● Aim of the task
Print the listing in its entirety and exactly, leaving out images.

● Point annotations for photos
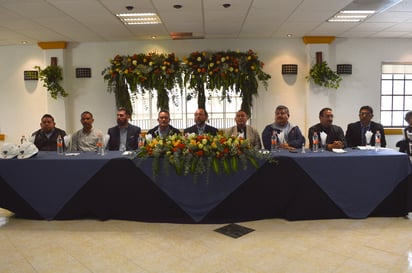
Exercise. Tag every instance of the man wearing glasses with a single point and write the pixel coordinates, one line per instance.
(355, 134)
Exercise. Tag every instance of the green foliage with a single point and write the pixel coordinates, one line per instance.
(322, 75)
(51, 76)
(203, 73)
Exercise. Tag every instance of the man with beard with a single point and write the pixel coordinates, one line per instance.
(293, 137)
(45, 138)
(201, 128)
(242, 129)
(335, 138)
(164, 128)
(124, 136)
(86, 139)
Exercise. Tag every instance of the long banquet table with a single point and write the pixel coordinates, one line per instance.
(356, 184)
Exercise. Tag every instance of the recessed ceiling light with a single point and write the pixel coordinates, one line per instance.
(139, 18)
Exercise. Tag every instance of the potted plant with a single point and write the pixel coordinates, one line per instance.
(51, 77)
(322, 75)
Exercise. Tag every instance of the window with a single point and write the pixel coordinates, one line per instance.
(396, 93)
(221, 112)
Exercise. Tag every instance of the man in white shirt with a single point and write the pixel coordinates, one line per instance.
(85, 139)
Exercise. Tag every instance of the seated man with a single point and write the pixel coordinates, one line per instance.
(201, 127)
(355, 134)
(293, 136)
(45, 138)
(85, 139)
(123, 136)
(164, 129)
(246, 131)
(335, 138)
(403, 144)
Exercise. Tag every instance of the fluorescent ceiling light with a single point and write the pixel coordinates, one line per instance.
(139, 18)
(360, 10)
(351, 16)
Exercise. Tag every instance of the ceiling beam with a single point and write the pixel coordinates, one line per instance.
(318, 39)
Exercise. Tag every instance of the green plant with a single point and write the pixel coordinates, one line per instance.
(322, 75)
(51, 76)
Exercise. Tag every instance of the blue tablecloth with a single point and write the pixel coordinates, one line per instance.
(48, 180)
(197, 196)
(357, 180)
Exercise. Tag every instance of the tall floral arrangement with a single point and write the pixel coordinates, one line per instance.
(199, 154)
(152, 72)
(200, 72)
(224, 70)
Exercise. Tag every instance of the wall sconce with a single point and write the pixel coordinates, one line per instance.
(83, 72)
(31, 75)
(289, 69)
(344, 69)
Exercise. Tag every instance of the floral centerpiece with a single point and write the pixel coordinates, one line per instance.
(198, 154)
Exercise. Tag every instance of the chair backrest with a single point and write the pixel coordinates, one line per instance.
(403, 146)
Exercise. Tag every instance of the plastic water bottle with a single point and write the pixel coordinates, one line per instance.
(274, 142)
(99, 145)
(315, 142)
(23, 139)
(59, 145)
(377, 140)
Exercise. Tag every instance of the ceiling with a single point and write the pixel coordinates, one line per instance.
(31, 21)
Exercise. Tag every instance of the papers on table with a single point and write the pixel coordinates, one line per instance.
(338, 151)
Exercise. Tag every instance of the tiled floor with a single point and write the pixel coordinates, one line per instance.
(370, 245)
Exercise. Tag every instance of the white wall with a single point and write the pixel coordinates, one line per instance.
(22, 102)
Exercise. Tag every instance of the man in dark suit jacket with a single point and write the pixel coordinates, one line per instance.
(45, 138)
(335, 137)
(355, 134)
(124, 133)
(164, 128)
(201, 127)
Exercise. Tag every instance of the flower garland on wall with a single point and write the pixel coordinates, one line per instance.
(200, 71)
(151, 72)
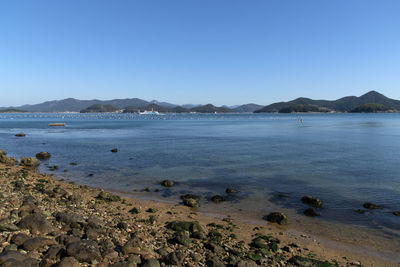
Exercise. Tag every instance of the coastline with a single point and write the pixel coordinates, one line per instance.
(235, 236)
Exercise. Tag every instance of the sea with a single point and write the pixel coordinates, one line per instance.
(272, 160)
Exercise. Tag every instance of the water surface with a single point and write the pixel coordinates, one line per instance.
(344, 159)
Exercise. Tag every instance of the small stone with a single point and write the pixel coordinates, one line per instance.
(151, 263)
(277, 217)
(30, 162)
(167, 183)
(84, 250)
(68, 262)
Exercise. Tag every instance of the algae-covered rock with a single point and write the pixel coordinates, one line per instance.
(30, 162)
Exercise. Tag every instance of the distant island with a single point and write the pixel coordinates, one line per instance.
(375, 102)
(369, 102)
(12, 110)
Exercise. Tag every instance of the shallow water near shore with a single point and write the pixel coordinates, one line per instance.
(272, 159)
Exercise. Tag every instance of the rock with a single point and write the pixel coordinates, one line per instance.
(38, 242)
(302, 261)
(217, 199)
(71, 219)
(151, 263)
(55, 252)
(30, 162)
(179, 226)
(8, 161)
(84, 250)
(183, 238)
(277, 217)
(68, 262)
(12, 255)
(8, 227)
(167, 183)
(371, 206)
(122, 226)
(108, 197)
(231, 190)
(312, 201)
(19, 239)
(134, 211)
(214, 262)
(311, 212)
(243, 263)
(36, 223)
(175, 258)
(27, 208)
(43, 155)
(190, 200)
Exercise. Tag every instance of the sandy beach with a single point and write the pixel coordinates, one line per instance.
(50, 222)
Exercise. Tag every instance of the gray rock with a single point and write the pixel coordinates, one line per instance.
(151, 263)
(84, 250)
(19, 239)
(69, 218)
(30, 162)
(243, 263)
(277, 217)
(68, 262)
(167, 183)
(36, 223)
(37, 243)
(8, 227)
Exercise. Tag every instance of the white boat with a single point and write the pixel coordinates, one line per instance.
(152, 112)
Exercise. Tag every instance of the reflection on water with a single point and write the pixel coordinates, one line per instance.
(344, 159)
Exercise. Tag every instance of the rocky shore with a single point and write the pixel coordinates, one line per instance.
(49, 222)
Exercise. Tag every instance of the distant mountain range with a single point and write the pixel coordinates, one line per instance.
(346, 104)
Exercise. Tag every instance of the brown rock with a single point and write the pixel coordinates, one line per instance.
(68, 262)
(30, 162)
(36, 223)
(37, 243)
(84, 250)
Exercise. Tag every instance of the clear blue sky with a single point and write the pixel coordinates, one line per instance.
(198, 51)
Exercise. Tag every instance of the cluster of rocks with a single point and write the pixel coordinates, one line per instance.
(45, 222)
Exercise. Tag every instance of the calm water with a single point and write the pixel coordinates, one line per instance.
(344, 159)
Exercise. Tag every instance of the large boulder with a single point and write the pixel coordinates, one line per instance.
(37, 243)
(43, 155)
(30, 162)
(84, 251)
(36, 223)
(190, 200)
(7, 160)
(167, 183)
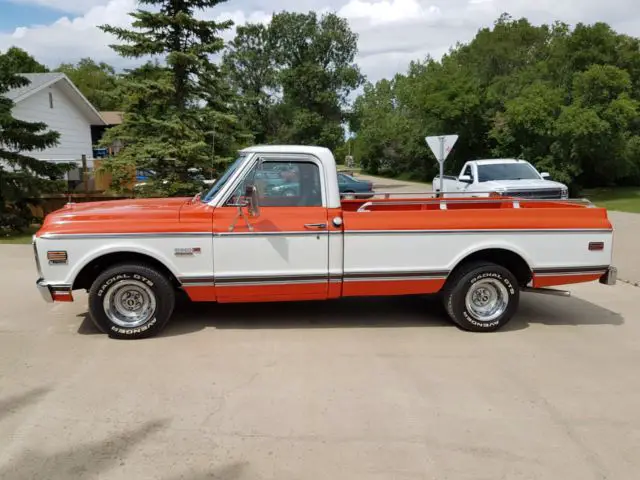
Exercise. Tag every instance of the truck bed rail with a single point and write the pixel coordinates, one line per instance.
(435, 198)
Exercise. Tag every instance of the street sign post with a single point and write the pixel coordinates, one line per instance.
(441, 146)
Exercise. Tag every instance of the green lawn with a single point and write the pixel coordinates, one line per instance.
(23, 238)
(623, 199)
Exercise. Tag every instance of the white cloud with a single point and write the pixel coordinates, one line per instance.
(69, 6)
(389, 11)
(391, 32)
(69, 39)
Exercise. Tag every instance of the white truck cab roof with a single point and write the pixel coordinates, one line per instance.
(495, 161)
(324, 158)
(271, 149)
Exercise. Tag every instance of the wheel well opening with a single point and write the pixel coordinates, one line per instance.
(505, 258)
(95, 267)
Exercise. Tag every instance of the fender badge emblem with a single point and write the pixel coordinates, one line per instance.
(182, 252)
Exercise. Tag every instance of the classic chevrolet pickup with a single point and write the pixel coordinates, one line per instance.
(247, 241)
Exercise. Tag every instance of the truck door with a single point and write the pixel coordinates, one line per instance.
(283, 254)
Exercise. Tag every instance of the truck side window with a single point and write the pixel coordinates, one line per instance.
(284, 183)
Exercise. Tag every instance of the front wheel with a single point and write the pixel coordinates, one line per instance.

● Result below
Exercise. Tag every instance of the man wearing glasses with a single point and write the pixel coordinates, one line per instance.
(355, 134)
Exercise. Tag every instance of the green foliage with a single point and write the pixel coordinates, one line per instance.
(322, 75)
(51, 76)
(203, 73)
Exercise. Tag every instance of the man with beard with a single point and write the pixel coordinates, one line per instance.
(293, 137)
(45, 138)
(201, 128)
(242, 129)
(335, 138)
(164, 128)
(124, 136)
(86, 139)
Exercise. Tag every instance of the long banquet table with a single point and write the pixel coordinates, one line per instance.
(356, 184)
Exercise. Tag every instance of the recessed ceiling light with a single point and write the pixel coordinates, one line per instance.
(139, 18)
Exercise. Tag every instance of the potted plant with a single point and write the pixel coordinates, one line per instance.
(51, 77)
(322, 75)
Exercise. Tag every instance of the window with a single point and write the pixel coordinates, one line per instance.
(396, 93)
(221, 112)
Exercise. Tag every instance of the man in white shirt with a single point and write the pixel coordinates, one line per instance.
(85, 139)
Exercise. Tag every instance of the seated man with a single point and write the pixel coordinates, one line per instance.
(201, 127)
(355, 134)
(293, 136)
(45, 138)
(85, 139)
(123, 136)
(164, 129)
(246, 131)
(335, 138)
(403, 144)
Exercise. Tag every instance of the fluorescent ceiling light with a single point and write the pixel coordinates, one line per instance.
(139, 18)
(360, 10)
(351, 16)
Exercise. Tag every instance of the ceiling beam with a single point and write the pixel coordinates, one line per instance.
(318, 39)
Exercise. Tag every instance of the green plant with a single point and write the pixel coordinates, one line per instance.
(322, 75)
(51, 76)
Exercise. Tag every instance of the blue tablecloth with a single point and write the pixel coordinates, one line per instance.
(48, 180)
(197, 196)
(357, 180)
Exercise. Tag every instance of the tall floral arrangement with a single point and write the pixel coordinates, one line per instance.
(199, 154)
(152, 72)
(200, 72)
(224, 70)
Exercise. Tag every instance of the wall sconce with a single point and write the pixel coordinates, one line per instance.
(83, 72)
(31, 75)
(289, 69)
(344, 69)
Exercise. Tag every instance of the floral centerpiece with a single point and write the pixel coordinates, one line per instance.
(198, 154)
Exercise. Tag every instance of the chair backrest with a single point and write the pixel coordinates, one line per instance.
(403, 146)
Exercise. Tag every instance of the plastic water bottle with a single point and write the pixel coordinates, one line per instance.
(274, 142)
(99, 145)
(315, 142)
(23, 139)
(59, 145)
(377, 140)
Exercise. Tag every instance of the ceiling with a single point and write the pixel coordinates, one line per instance.
(31, 21)
Exercise. Tag every instance of the papers on table with a single point and write the pixel coordinates, one line per instance.
(338, 151)
Exercise. Tag every instance of the tiled floor with a single point and write the pixel coordinates, one line per instance.
(370, 245)
Exercise. Tag every instance of the white wall with a single point and write the pixel coordinates, one line per instance.
(22, 102)
Exercise. Tag every instance of the man in dark suit jacket with a single point and write the pixel coordinates, one line per instance.
(45, 138)
(335, 137)
(355, 134)
(124, 133)
(164, 128)
(201, 127)
Exercise. Tag every instance of the flower garland on wall with a single point and write the pixel coordinates, one line per instance.
(200, 71)
(151, 72)
Exercise. Tag every instance of the coastline with a single point and write the pixel coordinates, one line per instance.
(235, 236)
Exercise. Tag every instance of the sea with a single point and write the pixel coordinates, one line per instance.
(272, 160)
Exercise. Tag every instance of the water surface with a single point and write the pixel coordinates, one line per instance.
(344, 159)
Exercise. Tag every instance of the small stone with a single point and write the pixel coordinates, one line per instance.
(151, 263)
(277, 217)
(30, 162)
(167, 183)
(84, 250)
(68, 262)
Exercise. Tag every instance of the algae-covered rock with a single point and write the pixel coordinates, one line per instance.
(30, 162)
Exercise. Tag every instance of the distant island with a single point and write the pixel coordinates, one line per instance.
(375, 102)
(369, 102)
(12, 110)
Exercise. Tag every instance of the shallow water near shore with a single point and write the pixel coordinates, one line per instance.
(272, 159)
Exercise. Tag every instance of the rock with a single point and write the pixel coordinates, one line per instance.
(38, 242)
(302, 261)
(217, 199)
(71, 219)
(151, 263)
(55, 252)
(30, 162)
(179, 226)
(8, 161)
(84, 250)
(183, 238)
(277, 217)
(68, 262)
(12, 255)
(8, 227)
(167, 183)
(371, 206)
(122, 226)
(108, 197)
(231, 190)
(312, 201)
(19, 239)
(134, 211)
(214, 262)
(311, 212)
(243, 263)
(36, 223)
(175, 258)
(27, 208)
(43, 155)
(190, 200)
Exercise. Tag every instance of the sandy beach with a single point and write the pixel coordinates, one line per instance.
(50, 222)
Exercise. Tag every instance of the gray rock with a single point and write the pixel coordinates, one line per instance.
(151, 263)
(84, 250)
(19, 239)
(69, 218)
(30, 162)
(243, 263)
(277, 217)
(68, 262)
(167, 183)
(36, 223)
(37, 243)
(8, 227)
Exercise. Tag every instance of the white boat with a single point and write the pixel coordinates, one line per instance.
(152, 112)
Exercise. Tag every instance of the reflection on water with a single point and write the pixel coordinates, one line per instance.
(344, 159)
Exercise. Tag every instance of the rocky shore with a single point and write the pixel coordinates, one line per instance.
(49, 222)
Exercise. Tag every instance of the distant mountain range with a single point and write the pixel coordinates, one line per instance.
(346, 104)
Exercise. Tag every instance of the brown rock with a single point and write the pixel coordinates, one line per instance.
(68, 262)
(30, 162)
(36, 223)
(37, 243)
(84, 250)
Exercise. Tag every instance of the clear blue sky with a single point and write the pixel coordinates, one line per instance.
(198, 51)
Exercise. Tag every instance of the cluster of rocks with a single point and write the pixel coordinates, one line per instance.
(45, 222)
Exercise. Tag every instance of the calm water with a single point and write the pixel coordinates, one line per instance.
(344, 159)
Exercise. Tag every instance of the large boulder with a single point and write the pixel coordinates, one line per instance.
(37, 243)
(43, 155)
(30, 162)
(84, 251)
(36, 223)
(190, 200)
(7, 160)
(167, 183)
Exercise. Tag every instance of the truck bed rail with a single point and write the pixel coordinates, one line per instance.
(435, 198)
Exercise. Tag every instance of the street sign post with a single point and write the pixel coordinates, one line per instance.
(441, 146)
Exercise. Tag every instance of the green lawn with a single point and write the pixel coordinates, one line per instance.
(23, 238)
(623, 199)
Exercise. Tag every instance of the white cloud with a single point and write the pixel coordinates, one line per instance.
(69, 6)
(389, 11)
(391, 32)
(69, 39)
Exercise. Tag every instance of the white truck cab roof with a single point and write the pixel coordinates, one line per instance.
(495, 161)
(324, 158)
(271, 149)
Exercise. Tag every instance of the wheel well opening with a single point and write the pixel coordinates, one line per instance.
(505, 258)
(95, 267)
Exercise. Tag every instance of the fender badge emblem with a single point and write the pixel coordinates, one line per instance.
(182, 252)
Exercise. Tag every instance of the classic chevrolet pickup with a single point and write the pixel coordinates, one line per instance.
(247, 241)
Exercise. Tag every instance of the truck door with a single point and write the pixel coordinates, one line per instance.
(283, 254)
Exercise. Tag every instance of the truck side window with a single point and write the pixel coordinates, one line per instance.
(284, 183)
Exercise. Tag every instance of the front wheel with a single point and write the pixel coordinates, one line per instance.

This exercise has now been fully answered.